Tasks for this exercise –
1. Answer these from the forum comment about Bitcoin:
(a) Which service does the writer recall being written off as a technology that couldn't scale?
(b) If Bitcoin ends up as nothing but digital gold and a way to send money between countries, how much room does the writer say the market cap still has?
(c) From whom will the writer accept arguments that Bitcoin can't become the next digital currency?
2. Write what comes next in the forum comment about Bitcoin, starting after its final sentence.

Document text –
There's absolutely no reason why digital gold can't be extremely liquid.
There's no reason why increasing the valuation of bitcoin itself is going to
do away with the digital gold market (raise your hand if you hold gold and
would be super upset if it went up 100x).

The complaints about stagnation and the fact that the community is having
political difficulties etc is true. But I also remember some years ago when
twitter couldn't even keep its servers running and everyone was writing it off
as a technology that couldn't scale.

Even if the naysayers are right and and Bitcoin never becomes anything but
digital gold and a way to send money between different countries, then the
market cap still has like 50x to go.

Finally, I'll only accept arguments that Bitcoin can't become the next digital
currency from people who thoroughly understand the lightning network. If you
actually understand how Bitcoin is structured, there's no way it could ever
scale to the point where every transaction is written to the block chain.

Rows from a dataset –

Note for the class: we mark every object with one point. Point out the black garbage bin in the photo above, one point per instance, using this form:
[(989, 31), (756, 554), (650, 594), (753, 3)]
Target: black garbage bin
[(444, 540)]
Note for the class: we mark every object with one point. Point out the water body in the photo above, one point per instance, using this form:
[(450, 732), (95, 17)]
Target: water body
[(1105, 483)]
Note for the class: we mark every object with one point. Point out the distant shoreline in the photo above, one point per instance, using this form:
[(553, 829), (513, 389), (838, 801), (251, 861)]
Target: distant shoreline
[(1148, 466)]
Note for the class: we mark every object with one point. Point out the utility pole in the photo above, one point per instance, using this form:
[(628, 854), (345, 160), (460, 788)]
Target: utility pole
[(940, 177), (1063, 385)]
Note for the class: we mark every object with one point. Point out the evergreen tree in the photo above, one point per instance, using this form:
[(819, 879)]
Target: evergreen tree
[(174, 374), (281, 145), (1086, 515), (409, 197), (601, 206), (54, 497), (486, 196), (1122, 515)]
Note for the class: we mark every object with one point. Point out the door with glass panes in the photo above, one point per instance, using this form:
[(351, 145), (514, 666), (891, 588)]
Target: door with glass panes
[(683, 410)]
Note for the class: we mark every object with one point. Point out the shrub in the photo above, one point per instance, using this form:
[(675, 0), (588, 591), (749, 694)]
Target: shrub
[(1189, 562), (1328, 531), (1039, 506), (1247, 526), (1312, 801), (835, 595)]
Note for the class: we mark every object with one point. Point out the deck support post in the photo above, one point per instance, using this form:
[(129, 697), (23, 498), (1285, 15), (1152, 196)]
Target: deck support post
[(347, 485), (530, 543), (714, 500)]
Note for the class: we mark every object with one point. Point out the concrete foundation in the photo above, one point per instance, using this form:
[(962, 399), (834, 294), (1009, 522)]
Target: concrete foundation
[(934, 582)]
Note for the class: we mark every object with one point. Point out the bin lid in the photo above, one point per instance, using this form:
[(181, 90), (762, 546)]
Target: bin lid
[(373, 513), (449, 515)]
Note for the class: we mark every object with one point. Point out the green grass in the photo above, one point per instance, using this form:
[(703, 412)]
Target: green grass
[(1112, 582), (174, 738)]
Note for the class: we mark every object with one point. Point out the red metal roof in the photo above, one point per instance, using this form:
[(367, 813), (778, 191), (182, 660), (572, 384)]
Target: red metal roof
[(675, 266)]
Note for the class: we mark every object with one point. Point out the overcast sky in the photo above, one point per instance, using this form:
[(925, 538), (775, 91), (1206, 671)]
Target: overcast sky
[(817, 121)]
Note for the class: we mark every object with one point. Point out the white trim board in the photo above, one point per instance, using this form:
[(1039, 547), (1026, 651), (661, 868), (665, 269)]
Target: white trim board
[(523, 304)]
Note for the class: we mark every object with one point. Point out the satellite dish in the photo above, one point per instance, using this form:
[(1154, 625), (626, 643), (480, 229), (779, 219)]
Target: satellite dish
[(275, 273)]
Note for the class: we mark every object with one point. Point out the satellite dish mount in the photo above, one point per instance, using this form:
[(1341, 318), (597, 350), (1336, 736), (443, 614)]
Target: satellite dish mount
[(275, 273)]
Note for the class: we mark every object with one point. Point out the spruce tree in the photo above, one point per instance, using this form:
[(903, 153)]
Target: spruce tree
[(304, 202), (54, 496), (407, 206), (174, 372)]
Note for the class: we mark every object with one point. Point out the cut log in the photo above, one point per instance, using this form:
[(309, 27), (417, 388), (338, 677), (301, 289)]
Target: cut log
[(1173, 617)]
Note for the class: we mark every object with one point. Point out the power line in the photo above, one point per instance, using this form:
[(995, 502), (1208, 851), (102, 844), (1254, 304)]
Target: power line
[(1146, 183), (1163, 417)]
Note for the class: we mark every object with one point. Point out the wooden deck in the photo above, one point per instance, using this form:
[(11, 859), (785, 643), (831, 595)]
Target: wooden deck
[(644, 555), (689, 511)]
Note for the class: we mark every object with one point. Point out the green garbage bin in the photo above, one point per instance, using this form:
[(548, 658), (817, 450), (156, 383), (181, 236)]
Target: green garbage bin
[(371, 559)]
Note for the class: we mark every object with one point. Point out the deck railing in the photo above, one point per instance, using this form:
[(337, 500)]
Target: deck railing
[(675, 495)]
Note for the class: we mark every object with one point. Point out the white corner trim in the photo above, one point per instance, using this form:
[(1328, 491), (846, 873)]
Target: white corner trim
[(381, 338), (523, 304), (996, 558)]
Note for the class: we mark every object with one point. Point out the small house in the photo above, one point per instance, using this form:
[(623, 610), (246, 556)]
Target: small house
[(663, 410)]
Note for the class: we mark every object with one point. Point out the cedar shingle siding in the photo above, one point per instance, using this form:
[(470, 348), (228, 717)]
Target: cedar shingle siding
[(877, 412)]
--
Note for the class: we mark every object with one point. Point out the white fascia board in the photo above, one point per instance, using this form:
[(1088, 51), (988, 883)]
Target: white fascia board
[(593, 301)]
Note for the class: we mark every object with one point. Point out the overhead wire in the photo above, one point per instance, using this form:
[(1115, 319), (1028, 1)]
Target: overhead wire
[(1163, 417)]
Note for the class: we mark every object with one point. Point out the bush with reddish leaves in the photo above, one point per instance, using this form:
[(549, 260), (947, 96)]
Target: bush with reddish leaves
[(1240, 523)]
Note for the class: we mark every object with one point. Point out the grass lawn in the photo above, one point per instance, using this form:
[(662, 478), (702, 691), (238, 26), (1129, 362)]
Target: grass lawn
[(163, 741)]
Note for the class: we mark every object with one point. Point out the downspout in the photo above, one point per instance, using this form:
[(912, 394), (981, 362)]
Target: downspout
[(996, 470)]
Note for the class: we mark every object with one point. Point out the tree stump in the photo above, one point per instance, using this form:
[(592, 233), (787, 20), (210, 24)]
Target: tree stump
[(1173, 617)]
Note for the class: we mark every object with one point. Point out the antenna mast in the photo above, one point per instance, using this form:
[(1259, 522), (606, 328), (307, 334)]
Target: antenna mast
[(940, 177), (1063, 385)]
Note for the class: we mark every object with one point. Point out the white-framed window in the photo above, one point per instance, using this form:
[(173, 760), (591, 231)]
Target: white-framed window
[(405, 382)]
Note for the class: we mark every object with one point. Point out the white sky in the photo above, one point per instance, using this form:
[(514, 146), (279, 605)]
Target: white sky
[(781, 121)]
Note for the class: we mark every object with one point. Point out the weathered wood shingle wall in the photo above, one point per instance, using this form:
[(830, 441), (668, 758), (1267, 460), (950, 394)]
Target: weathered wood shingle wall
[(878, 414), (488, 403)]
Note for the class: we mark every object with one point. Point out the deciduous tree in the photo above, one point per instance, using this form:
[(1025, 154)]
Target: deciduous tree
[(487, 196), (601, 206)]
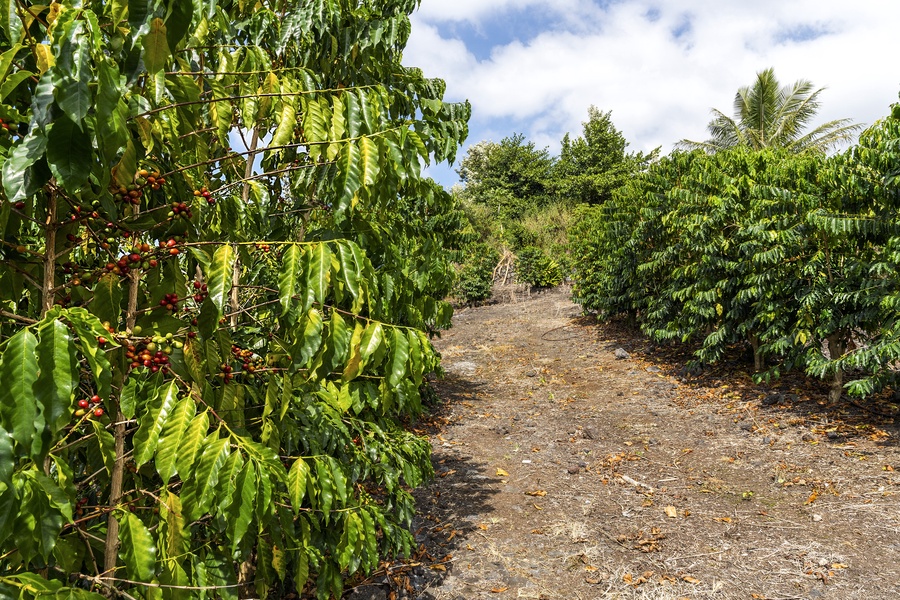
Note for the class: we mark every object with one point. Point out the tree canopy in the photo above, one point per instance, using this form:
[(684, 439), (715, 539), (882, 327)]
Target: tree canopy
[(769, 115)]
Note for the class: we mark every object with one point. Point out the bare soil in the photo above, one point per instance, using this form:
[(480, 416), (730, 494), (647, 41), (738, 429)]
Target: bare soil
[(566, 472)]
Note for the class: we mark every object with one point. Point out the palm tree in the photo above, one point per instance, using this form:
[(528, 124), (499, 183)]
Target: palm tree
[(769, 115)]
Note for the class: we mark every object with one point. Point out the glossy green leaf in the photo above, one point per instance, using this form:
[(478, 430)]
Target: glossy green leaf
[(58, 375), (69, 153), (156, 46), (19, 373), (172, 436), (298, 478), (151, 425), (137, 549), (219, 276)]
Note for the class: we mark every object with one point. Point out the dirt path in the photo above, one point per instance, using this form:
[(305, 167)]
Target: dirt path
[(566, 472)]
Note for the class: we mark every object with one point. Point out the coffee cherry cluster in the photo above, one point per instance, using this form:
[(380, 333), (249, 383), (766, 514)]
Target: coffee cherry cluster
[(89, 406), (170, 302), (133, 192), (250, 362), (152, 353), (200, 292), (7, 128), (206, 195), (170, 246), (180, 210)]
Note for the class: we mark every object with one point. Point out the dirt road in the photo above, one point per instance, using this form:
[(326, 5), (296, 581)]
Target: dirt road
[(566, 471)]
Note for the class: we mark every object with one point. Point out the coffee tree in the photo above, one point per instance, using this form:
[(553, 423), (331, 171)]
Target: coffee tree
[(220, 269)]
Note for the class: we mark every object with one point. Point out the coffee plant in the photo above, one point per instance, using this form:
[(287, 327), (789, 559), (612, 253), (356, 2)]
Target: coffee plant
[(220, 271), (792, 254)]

Task-by-task outputs –
1.
(a) Twitter
(b) Like 50x
(c) From people who thoroughly understand the lightning network

2.
That's why we are creating the lightning network, which is essentially a VISA
prepaid credit card system on top of Bitcoin. You can contribute a certain
amount to your lightning account and then make unlimited purchases, instantly
and it practically zero cost all month and then settle with one transaction to
the blockchain. All of this is secure and trustless.

The only thing standing between the lightning network and what we have now is
a fix for malleable transactions which is held up because of a political
dispute.

The nature of the dispute is unimportant, mostly due to the fact that the
rebels have tried to do a hard fork attack over the last month and have
failed, proving Bitcoin to be decentralized enough (and it will get more
decentralized as it gets larger). The opposition, at this point, can't win and
can only delay. At some point, incentives will ensure that they have to go
along with the fix, and then it's Bitcoin 10,000.

I'm invested in Bitcoin for the long-term and have no interest in pumping and
dumping. To date, I haven't sold any Bitcoin, and I have high six figures
worth.

I'm more bullish on Bitcoin than I have been on anything, and I would openly
welcome any legitimate arguments that convinced me otherwise, but I haven't
heard anything yet that can't easily be explained by a misunderstanding of the
underlying technology.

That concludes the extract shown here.